BRIEF ->
Count all lines holding "black" in the data below and say the number, nothing more.

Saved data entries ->
== Segment start ==
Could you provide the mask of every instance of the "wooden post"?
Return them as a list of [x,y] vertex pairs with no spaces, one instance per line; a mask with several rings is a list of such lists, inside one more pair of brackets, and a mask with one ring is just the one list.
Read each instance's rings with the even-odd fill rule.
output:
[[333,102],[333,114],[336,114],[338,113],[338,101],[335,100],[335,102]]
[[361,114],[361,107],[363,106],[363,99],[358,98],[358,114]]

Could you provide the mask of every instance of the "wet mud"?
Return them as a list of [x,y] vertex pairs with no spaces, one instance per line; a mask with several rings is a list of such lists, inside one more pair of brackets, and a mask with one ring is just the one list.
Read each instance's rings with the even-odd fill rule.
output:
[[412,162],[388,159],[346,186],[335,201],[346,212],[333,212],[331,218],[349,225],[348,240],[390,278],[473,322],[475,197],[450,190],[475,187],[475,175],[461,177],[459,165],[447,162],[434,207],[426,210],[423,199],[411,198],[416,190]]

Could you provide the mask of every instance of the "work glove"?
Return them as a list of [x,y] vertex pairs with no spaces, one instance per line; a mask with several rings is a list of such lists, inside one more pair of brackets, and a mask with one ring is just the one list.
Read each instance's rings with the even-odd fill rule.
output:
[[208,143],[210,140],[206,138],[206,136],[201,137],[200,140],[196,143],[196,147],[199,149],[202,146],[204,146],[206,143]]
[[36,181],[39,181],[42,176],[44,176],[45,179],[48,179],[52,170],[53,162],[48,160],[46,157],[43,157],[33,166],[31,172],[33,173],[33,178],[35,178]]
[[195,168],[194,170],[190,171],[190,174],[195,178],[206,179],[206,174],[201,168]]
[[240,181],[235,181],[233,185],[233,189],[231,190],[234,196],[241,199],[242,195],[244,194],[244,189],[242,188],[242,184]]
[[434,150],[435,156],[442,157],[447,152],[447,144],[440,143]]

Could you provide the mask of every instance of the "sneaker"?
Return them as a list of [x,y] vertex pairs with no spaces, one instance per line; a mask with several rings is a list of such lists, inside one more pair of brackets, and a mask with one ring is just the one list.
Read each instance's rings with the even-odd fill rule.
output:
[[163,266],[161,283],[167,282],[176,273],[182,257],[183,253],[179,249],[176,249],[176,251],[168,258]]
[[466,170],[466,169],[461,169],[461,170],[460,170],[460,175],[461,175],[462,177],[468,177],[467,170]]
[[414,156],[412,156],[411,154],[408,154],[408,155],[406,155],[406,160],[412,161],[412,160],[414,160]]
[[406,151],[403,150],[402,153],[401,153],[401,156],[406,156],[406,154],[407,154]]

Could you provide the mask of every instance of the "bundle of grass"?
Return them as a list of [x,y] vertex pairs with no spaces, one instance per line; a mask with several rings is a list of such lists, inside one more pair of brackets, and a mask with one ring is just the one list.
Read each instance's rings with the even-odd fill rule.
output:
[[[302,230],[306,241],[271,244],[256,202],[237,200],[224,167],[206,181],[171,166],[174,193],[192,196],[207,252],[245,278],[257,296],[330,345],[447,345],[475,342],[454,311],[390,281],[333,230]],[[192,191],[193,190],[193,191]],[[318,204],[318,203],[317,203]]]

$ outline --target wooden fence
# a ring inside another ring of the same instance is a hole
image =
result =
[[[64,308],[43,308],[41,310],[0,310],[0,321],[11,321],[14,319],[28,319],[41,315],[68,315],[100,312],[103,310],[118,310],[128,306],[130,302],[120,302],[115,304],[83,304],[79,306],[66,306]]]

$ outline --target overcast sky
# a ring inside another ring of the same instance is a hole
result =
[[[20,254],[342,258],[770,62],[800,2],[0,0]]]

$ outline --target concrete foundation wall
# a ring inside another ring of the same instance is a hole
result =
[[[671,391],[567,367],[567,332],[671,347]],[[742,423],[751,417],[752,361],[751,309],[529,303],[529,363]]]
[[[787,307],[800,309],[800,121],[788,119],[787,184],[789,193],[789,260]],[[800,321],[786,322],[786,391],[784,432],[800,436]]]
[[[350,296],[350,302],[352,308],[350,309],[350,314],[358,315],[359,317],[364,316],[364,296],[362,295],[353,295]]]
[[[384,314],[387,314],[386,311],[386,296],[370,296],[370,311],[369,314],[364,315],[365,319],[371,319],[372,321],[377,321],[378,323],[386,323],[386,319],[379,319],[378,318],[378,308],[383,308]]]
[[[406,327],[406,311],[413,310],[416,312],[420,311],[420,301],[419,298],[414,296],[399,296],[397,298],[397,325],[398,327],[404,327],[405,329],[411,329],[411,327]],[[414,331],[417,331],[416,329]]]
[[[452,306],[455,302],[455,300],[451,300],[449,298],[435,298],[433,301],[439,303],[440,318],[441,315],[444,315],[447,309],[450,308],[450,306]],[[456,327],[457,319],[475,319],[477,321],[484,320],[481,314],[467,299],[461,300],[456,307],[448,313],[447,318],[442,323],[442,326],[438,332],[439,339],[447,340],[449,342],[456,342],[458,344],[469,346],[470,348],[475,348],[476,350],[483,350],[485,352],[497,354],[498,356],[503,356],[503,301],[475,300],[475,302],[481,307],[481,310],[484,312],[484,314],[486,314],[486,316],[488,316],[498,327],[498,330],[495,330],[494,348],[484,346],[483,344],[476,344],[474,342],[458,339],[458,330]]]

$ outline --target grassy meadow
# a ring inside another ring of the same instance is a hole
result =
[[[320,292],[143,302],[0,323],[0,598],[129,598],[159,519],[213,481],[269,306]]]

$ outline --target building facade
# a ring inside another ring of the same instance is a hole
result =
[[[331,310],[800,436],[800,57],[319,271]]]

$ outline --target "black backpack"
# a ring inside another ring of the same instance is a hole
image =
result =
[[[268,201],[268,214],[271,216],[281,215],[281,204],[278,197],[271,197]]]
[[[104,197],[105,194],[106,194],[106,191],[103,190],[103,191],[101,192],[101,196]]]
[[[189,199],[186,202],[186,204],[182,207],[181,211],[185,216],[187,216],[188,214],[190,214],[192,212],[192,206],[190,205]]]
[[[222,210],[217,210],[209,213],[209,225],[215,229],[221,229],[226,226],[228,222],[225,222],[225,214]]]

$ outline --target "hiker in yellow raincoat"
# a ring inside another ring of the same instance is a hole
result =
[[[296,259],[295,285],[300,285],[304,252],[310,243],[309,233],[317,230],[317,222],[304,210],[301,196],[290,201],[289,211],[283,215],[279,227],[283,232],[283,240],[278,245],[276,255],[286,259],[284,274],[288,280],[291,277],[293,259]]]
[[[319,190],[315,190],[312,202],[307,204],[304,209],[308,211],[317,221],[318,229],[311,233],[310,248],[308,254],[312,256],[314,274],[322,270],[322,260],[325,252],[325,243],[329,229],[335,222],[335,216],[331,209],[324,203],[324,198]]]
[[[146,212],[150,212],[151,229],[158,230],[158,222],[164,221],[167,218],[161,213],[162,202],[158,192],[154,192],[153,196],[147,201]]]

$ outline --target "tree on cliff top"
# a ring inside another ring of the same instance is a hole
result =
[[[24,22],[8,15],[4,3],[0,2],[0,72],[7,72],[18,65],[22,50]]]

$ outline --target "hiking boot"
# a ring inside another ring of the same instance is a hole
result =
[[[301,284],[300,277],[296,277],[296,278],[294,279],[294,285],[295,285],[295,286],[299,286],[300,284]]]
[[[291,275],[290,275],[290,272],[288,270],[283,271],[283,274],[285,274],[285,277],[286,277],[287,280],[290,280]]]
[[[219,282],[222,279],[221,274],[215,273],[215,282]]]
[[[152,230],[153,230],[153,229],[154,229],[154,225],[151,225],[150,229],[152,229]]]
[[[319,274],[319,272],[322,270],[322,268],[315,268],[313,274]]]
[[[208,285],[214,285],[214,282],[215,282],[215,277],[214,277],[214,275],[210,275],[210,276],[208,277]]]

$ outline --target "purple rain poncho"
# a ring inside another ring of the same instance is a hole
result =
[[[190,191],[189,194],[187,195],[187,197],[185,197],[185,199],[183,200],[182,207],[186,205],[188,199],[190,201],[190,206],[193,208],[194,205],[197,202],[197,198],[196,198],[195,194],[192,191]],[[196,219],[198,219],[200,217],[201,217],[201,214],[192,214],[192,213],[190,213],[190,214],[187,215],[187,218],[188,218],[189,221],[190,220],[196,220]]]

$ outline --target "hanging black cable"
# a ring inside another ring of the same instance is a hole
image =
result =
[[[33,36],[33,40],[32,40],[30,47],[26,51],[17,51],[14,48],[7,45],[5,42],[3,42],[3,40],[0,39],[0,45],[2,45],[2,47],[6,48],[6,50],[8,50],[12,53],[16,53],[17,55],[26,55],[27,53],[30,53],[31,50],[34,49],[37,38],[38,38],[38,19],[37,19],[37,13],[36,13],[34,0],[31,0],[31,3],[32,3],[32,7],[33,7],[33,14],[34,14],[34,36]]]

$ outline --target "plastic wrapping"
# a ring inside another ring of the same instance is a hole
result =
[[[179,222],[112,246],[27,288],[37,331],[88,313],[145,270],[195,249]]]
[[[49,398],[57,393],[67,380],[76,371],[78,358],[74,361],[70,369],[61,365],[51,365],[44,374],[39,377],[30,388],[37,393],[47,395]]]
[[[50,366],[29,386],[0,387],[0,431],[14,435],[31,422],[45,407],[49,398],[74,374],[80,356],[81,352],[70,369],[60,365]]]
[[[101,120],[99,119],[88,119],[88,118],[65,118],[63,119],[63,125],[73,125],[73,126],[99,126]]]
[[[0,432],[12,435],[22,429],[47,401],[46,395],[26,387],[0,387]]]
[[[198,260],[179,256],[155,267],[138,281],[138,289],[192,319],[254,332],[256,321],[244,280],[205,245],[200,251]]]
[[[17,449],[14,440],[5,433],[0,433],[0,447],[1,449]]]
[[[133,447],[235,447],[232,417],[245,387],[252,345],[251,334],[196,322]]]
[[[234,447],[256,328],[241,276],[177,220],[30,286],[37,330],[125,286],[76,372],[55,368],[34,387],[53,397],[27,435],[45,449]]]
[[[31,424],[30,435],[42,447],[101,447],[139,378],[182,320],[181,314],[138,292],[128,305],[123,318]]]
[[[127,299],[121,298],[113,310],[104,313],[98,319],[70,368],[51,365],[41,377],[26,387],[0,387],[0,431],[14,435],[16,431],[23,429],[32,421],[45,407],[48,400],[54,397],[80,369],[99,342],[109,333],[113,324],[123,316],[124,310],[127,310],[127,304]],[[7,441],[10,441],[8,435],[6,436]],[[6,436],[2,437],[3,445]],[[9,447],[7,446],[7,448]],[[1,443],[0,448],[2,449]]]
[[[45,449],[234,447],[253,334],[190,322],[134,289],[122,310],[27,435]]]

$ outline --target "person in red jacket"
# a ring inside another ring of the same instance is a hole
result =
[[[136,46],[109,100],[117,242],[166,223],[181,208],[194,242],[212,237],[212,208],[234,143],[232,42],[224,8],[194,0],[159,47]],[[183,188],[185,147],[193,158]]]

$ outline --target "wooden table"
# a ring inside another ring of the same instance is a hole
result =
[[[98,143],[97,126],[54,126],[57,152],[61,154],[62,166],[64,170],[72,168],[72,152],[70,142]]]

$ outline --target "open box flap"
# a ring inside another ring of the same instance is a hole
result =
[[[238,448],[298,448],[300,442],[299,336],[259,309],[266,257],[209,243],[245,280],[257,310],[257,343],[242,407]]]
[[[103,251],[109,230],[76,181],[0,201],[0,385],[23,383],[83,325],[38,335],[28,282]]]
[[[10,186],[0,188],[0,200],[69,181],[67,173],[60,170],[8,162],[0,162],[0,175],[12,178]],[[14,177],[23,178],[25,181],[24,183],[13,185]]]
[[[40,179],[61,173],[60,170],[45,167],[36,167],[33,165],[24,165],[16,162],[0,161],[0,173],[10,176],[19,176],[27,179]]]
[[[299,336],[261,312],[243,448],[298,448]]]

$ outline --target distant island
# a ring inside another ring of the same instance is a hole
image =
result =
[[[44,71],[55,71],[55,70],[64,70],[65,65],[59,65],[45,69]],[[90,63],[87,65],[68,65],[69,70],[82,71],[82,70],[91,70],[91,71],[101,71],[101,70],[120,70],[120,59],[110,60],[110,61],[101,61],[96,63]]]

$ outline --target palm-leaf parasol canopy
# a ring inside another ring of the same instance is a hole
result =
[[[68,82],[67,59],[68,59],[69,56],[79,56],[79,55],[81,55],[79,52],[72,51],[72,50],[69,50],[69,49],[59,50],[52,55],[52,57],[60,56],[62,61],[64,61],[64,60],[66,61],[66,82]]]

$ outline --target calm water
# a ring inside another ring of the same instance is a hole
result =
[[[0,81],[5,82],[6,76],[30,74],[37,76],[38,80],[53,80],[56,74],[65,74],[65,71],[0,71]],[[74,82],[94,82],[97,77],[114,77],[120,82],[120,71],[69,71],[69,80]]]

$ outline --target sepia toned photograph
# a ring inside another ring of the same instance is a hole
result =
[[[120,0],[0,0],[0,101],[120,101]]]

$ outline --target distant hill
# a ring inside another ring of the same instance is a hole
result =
== Segment end ==
RESPONSE TO THIS EXERCISE ->
2